> _What you are asked to do_
Give the data again exactly, stopping after the "Where can you spot the irregular" line.

(Saved entries)
"""

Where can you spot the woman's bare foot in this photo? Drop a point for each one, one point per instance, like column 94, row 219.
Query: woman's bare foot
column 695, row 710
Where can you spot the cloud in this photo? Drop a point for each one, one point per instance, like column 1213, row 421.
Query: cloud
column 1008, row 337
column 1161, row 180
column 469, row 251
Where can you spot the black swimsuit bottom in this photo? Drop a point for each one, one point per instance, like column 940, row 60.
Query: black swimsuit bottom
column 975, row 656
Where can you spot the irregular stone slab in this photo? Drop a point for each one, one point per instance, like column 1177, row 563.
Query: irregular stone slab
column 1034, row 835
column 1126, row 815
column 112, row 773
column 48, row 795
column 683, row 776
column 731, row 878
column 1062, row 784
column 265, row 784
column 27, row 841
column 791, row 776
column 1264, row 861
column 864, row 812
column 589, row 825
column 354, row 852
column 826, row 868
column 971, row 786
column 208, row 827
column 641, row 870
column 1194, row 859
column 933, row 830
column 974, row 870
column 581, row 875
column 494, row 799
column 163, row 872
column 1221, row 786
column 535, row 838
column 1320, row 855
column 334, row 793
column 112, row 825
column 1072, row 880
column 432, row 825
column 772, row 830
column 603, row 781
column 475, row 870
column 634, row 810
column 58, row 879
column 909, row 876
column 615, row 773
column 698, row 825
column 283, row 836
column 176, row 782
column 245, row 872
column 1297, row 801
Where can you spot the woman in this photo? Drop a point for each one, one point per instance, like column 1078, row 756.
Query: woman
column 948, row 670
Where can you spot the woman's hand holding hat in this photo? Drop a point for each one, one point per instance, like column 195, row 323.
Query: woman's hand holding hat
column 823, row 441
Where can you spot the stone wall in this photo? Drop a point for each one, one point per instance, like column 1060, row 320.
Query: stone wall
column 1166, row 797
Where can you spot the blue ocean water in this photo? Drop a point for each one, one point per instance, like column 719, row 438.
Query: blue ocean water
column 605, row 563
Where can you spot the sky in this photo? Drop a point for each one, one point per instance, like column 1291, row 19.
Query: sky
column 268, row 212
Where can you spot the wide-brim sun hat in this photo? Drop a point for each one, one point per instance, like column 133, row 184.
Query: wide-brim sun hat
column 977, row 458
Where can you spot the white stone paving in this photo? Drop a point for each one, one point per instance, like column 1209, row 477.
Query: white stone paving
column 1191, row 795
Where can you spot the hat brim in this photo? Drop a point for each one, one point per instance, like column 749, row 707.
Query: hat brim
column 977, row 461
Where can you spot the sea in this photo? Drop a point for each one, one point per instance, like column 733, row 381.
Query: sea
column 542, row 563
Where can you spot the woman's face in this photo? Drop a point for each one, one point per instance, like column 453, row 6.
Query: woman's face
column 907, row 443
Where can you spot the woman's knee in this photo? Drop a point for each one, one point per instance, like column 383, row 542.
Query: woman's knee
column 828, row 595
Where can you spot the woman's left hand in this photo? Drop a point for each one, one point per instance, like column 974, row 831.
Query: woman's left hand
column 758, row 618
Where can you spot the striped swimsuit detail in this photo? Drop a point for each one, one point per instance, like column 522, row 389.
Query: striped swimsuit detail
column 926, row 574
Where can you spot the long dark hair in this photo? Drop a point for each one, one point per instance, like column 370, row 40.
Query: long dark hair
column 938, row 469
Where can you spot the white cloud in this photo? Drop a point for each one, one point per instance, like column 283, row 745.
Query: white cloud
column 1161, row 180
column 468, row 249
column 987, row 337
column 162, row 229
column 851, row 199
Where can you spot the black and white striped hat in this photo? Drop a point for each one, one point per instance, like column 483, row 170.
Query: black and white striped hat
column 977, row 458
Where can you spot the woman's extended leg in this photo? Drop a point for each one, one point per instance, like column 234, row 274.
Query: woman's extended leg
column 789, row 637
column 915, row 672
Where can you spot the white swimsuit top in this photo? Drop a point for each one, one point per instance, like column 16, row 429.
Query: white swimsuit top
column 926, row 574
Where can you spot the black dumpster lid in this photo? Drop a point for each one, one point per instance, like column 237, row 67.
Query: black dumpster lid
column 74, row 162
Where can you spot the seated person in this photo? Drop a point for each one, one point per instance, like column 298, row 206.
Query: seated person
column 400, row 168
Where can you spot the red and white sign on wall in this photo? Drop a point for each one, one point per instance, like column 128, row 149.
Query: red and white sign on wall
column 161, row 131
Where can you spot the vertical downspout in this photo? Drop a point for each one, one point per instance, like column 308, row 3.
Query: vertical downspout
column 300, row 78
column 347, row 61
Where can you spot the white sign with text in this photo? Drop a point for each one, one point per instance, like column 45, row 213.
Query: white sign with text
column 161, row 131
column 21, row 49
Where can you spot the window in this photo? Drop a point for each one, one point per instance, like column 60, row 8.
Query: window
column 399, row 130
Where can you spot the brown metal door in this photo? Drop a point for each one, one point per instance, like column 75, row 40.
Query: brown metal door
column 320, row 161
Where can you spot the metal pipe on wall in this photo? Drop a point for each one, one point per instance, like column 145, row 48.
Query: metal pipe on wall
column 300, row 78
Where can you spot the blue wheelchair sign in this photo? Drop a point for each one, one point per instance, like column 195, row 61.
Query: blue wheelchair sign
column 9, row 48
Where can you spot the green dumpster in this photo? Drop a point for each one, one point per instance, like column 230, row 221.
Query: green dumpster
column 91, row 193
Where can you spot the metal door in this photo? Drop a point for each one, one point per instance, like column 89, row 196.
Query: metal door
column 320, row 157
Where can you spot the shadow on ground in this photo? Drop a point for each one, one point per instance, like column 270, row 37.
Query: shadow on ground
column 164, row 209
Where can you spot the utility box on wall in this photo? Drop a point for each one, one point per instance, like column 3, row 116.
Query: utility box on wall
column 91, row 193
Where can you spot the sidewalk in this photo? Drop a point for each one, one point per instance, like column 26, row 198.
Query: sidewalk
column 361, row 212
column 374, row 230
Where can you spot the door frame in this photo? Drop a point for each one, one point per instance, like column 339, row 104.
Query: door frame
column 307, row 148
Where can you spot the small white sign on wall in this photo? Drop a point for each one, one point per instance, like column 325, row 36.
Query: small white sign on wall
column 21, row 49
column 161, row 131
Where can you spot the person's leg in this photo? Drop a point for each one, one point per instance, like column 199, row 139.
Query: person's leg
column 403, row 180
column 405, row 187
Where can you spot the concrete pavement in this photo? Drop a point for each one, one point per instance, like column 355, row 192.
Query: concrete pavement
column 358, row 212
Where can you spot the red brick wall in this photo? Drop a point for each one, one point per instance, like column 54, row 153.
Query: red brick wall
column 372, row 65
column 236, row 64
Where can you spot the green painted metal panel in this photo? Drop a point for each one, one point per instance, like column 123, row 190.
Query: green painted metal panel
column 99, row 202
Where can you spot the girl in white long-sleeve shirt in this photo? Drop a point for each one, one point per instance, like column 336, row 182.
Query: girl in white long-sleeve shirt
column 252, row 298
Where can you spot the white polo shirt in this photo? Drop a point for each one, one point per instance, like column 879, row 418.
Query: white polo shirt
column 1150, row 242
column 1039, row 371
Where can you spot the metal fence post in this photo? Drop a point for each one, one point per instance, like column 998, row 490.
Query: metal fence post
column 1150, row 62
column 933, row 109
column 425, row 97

"""

> _Solution for this exercise_
Where can you spot the woman's bare foot in this photo? Drop a point for each one, one point per instance, like column 94, row 219.
Query: woman's bare foot
column 695, row 710
Where can you spot the cloud in this photo? Drop a point for each one, one point per instance, like column 1213, row 421.
Query: cloud
column 1008, row 337
column 1161, row 180
column 469, row 251
Where can you spot the black swimsuit bottom in this photo? Drop a point for each one, one point per instance, like column 940, row 60.
Query: black swimsuit bottom
column 975, row 656
Where can you spot the irregular stone slab in this photo? Drop a point for each one, one point per instance, like column 1177, row 563.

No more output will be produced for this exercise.